> [Instruction]: Return every line of the records below unchanged, keeping their original order.

━━━━━ Dataset records

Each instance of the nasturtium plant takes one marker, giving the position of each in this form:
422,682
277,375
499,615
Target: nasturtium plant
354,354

━━━━━━━━━━

> [Response to this task]:
Each instance of the nasturtium plant takes one marker, giving the position of each in this form:
422,682
277,375
499,615
Target: nasturtium plant
354,354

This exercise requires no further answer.